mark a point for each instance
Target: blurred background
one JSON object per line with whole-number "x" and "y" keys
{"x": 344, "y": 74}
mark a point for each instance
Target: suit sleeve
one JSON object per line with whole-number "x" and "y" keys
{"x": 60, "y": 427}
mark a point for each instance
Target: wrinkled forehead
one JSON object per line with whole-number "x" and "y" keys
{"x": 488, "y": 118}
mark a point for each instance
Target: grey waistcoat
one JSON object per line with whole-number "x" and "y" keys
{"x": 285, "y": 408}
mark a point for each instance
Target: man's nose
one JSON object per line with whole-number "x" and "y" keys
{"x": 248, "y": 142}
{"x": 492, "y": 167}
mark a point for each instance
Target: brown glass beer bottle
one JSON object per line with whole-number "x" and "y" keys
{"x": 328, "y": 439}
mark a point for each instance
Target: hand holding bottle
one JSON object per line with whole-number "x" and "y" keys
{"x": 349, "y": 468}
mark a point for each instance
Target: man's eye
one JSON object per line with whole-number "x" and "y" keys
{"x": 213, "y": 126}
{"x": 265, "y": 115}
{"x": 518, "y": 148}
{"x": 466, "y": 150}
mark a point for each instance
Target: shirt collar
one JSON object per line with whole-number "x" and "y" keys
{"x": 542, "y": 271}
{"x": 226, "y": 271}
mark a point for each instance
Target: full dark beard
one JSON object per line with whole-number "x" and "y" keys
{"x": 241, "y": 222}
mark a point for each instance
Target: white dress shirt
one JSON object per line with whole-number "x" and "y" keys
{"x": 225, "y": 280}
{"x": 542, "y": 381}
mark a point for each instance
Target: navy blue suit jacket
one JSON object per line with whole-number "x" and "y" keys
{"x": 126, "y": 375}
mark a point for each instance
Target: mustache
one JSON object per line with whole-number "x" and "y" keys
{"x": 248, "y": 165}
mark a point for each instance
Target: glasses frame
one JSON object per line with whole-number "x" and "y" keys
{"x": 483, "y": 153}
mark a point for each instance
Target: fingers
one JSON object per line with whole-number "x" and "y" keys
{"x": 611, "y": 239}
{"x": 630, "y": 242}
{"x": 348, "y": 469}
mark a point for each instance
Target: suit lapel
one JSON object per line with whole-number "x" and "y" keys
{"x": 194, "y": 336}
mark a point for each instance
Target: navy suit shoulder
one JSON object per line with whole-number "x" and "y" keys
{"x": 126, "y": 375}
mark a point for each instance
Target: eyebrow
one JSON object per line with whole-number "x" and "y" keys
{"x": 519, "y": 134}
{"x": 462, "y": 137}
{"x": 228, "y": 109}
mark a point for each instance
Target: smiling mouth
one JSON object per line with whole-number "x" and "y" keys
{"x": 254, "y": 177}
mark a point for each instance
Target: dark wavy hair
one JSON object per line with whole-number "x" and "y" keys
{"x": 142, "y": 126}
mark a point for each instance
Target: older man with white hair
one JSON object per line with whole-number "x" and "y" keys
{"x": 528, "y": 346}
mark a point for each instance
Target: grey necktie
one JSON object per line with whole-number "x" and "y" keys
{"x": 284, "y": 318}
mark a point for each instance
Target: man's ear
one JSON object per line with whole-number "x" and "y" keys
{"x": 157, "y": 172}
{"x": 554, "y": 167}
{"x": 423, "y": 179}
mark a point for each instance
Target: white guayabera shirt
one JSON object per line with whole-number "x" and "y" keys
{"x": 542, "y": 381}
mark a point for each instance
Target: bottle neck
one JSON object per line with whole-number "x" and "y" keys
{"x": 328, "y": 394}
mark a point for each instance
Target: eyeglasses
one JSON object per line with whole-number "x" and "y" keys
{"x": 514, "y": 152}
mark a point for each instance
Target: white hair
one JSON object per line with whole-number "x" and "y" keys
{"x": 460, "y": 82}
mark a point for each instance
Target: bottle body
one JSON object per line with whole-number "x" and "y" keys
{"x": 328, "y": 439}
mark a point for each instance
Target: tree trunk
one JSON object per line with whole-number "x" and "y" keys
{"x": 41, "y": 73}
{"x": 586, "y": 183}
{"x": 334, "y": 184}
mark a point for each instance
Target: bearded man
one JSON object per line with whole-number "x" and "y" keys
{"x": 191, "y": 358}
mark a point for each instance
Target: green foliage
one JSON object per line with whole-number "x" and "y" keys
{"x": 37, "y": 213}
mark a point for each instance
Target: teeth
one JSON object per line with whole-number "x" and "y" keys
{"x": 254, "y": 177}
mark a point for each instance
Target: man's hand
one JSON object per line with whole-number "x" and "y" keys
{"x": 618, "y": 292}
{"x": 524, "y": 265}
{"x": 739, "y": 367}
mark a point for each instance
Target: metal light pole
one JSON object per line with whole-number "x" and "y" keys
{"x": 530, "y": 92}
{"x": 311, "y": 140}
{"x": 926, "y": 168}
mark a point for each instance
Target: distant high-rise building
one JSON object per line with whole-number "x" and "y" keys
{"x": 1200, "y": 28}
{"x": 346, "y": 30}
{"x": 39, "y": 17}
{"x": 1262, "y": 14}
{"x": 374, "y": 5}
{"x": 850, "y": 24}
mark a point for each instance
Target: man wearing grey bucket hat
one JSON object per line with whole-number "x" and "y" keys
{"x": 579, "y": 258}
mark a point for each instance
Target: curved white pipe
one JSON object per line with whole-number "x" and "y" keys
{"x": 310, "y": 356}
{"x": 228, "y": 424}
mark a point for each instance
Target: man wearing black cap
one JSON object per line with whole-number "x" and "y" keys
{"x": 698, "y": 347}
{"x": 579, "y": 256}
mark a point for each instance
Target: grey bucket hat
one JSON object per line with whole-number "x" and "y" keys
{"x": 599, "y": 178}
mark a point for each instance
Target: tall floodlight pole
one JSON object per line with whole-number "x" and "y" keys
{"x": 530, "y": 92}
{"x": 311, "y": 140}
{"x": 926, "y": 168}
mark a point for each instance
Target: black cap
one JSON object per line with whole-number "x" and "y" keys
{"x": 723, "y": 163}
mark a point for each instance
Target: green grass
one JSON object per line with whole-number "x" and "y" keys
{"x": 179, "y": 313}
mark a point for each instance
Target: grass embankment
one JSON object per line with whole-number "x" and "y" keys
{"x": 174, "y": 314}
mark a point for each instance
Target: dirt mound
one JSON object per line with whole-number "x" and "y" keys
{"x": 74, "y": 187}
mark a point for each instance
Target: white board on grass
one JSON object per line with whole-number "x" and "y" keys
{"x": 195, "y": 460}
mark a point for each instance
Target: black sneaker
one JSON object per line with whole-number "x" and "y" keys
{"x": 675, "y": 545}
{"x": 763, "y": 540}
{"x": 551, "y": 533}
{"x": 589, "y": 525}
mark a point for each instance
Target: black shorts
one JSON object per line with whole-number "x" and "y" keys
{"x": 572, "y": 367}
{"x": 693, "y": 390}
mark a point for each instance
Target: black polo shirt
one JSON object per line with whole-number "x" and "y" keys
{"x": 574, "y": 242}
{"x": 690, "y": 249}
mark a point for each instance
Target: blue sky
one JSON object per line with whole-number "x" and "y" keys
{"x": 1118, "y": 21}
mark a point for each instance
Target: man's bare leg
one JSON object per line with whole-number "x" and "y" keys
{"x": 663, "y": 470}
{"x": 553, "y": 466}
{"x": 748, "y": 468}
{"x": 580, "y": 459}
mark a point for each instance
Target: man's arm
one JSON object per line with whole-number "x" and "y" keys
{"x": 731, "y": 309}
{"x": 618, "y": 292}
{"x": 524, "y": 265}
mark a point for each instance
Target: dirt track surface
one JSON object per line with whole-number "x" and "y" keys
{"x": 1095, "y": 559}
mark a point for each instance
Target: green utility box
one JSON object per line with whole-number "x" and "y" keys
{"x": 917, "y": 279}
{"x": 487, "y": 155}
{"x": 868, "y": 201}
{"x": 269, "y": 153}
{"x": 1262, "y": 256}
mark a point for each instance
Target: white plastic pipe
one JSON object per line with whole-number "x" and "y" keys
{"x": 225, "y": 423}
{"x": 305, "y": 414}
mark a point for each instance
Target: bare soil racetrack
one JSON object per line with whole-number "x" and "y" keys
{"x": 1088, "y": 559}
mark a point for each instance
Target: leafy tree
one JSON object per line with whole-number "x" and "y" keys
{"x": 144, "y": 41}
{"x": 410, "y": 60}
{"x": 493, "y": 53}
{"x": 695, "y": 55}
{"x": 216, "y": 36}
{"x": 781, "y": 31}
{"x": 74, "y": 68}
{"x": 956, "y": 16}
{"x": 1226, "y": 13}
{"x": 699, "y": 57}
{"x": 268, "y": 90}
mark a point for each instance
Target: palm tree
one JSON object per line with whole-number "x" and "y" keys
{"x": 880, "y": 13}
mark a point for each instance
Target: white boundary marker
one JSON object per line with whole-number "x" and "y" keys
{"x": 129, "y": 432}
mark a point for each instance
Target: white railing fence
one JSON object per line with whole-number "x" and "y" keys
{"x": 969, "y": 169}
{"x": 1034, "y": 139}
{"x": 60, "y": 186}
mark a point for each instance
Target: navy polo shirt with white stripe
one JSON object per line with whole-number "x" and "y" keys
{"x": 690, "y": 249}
......
▸ Task goal: Set down the lines of the listing above verbatim, first line through the line containing "Target: navy blue suit jacket", inclusive; add no other lines.

▸ Response:
mark a point for each instance
Target: blurred background
one JSON object per line with whole-number "x" and "y" keys
{"x": 344, "y": 74}
mark a point for each instance
Target: suit sleeve
one JSON object per line with whole-number "x" and "y" keys
{"x": 60, "y": 427}
mark a point for each instance
Target: wrinkled forehead
one JSON object per line with whole-number "x" and "y" keys
{"x": 488, "y": 118}
mark a point for each instance
Target: grey waistcoat
one JSON object per line with whole-number "x" and "y" keys
{"x": 285, "y": 408}
mark a point for each instance
Target: man's nose
one JSON object per line with whole-number "x" and "y" keys
{"x": 248, "y": 142}
{"x": 492, "y": 167}
mark a point for each instance
Target: brown glass beer bottle
one JSON object per line with whole-number "x" and "y" keys
{"x": 328, "y": 439}
mark a point for each instance
Target: hand holding bottle
one JSON object per line with whole-number "x" and "y" keys
{"x": 349, "y": 468}
mark a point for each instance
Target: man's eye
one JSON object per line with whole-number "x" and "y" keys
{"x": 213, "y": 126}
{"x": 265, "y": 115}
{"x": 518, "y": 148}
{"x": 466, "y": 150}
mark a point for each instance
Target: shirt collar
one JSON object per line with whole-number "x" and "y" keys
{"x": 542, "y": 271}
{"x": 226, "y": 271}
mark a point for each instance
Target: full dark beard
one JSON object per line with whole-number "x" and "y" keys
{"x": 241, "y": 222}
mark a point for each instance
Target: white dress shirt
one JSON object per line with whole-number "x" and "y" keys
{"x": 225, "y": 280}
{"x": 542, "y": 381}
mark a point for each instance
Target: navy blue suit jacket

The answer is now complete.